Records to use:
-- start --

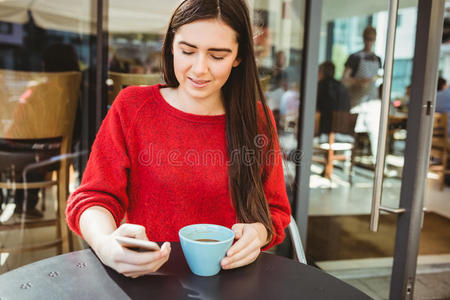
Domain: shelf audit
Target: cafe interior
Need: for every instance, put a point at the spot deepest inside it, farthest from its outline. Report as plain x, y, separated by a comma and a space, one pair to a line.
72, 58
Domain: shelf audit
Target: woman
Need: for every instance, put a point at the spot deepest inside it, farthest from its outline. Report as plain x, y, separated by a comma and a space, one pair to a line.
200, 149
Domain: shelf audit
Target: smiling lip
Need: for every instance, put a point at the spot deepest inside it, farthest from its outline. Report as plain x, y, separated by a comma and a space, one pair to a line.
199, 83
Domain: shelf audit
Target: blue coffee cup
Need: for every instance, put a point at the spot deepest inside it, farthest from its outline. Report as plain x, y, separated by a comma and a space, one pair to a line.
204, 246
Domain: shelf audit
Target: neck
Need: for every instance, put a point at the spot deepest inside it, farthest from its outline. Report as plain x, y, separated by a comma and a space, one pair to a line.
203, 106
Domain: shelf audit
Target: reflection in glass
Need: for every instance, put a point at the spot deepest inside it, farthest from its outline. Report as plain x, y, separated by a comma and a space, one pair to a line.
42, 52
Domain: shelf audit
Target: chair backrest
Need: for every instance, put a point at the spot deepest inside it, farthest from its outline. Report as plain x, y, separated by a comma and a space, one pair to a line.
439, 142
38, 105
122, 80
296, 242
343, 122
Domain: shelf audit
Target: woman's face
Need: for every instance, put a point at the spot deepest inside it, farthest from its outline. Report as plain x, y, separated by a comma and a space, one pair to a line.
204, 53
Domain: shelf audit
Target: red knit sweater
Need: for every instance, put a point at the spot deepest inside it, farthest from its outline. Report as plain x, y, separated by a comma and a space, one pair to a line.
164, 169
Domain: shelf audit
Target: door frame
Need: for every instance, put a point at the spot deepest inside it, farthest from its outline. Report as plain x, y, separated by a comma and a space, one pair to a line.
420, 118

-- end --

State how many lines of the items above contain the string "Target", treating uppercase and lowercase as distinct. Give only the number.

10